### REQUIRED WORK
Extract each line below that contains the string "query".
• • • • • • •
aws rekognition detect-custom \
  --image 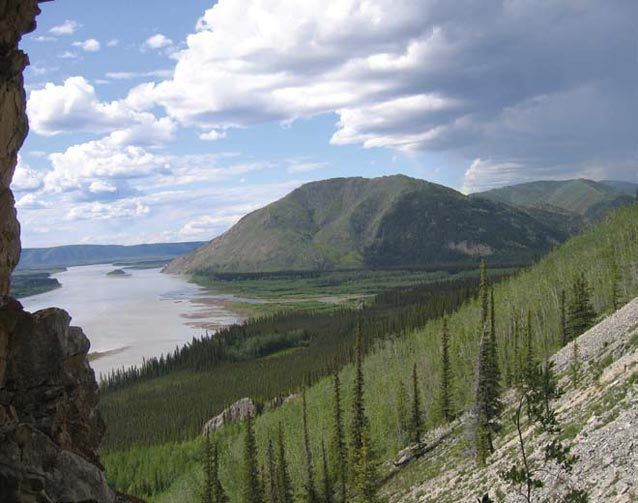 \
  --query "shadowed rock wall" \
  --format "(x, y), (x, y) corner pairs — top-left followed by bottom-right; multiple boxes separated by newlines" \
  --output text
(0, 0), (128, 503)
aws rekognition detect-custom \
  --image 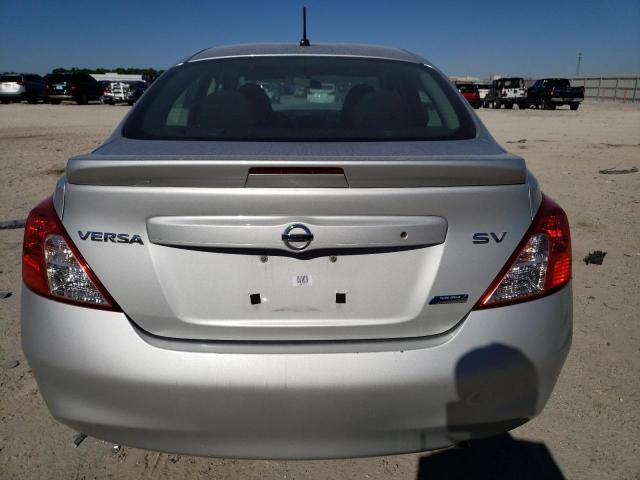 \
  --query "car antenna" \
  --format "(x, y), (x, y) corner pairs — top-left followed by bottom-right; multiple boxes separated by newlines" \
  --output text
(300, 7), (311, 47)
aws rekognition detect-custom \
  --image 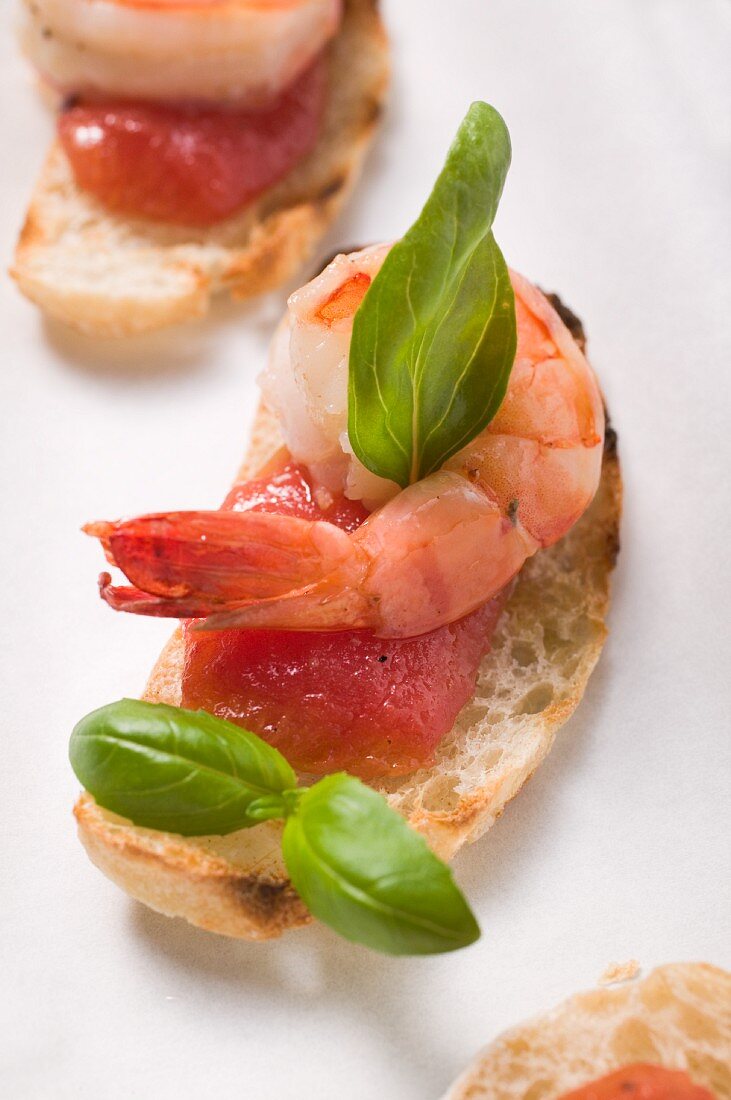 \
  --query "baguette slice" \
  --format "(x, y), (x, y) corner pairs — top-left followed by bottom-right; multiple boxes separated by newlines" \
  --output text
(11, 0), (389, 337)
(75, 298), (621, 939)
(444, 963), (731, 1100)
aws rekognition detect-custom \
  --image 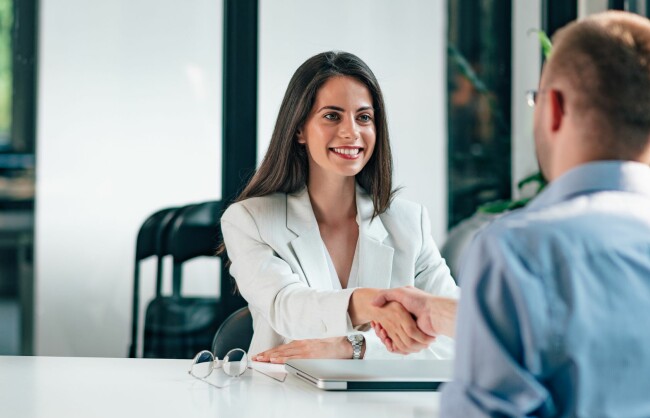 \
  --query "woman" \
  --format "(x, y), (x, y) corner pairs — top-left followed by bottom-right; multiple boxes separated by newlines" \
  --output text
(221, 52), (458, 362)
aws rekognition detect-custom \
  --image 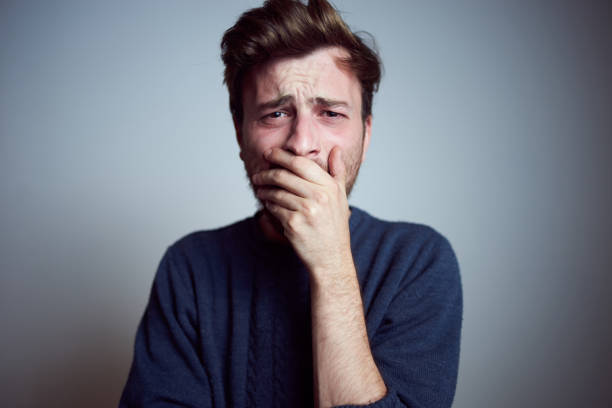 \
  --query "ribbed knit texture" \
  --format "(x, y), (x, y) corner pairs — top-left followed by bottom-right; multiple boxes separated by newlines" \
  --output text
(120, 207), (462, 408)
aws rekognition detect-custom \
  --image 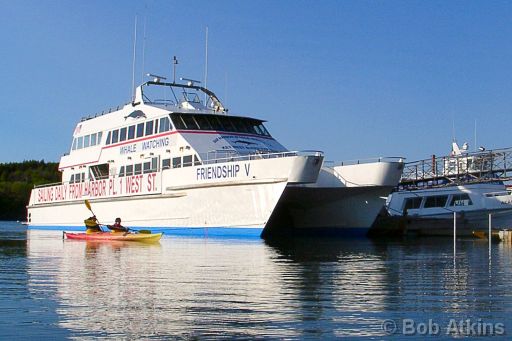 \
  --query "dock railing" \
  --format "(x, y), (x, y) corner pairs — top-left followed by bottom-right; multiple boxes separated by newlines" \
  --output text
(400, 147), (512, 186)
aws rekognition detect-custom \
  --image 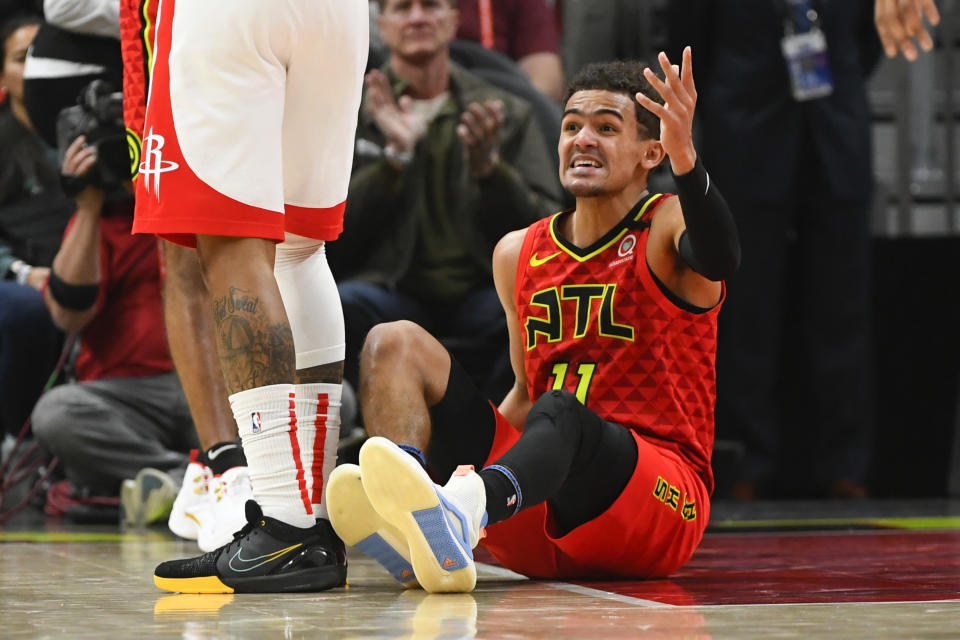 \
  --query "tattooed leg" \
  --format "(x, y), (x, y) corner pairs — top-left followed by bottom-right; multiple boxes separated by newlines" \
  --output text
• • • • • • •
### RESPONSE TO THE EXERCISE
  --query "shadowed rock wall" \
  --query "car antenna" \
  --query "baguette slice" \
  --query "woman" \
  --query "ribbed knit texture" \
  --query "dock railing" \
  --query "tattooed leg" \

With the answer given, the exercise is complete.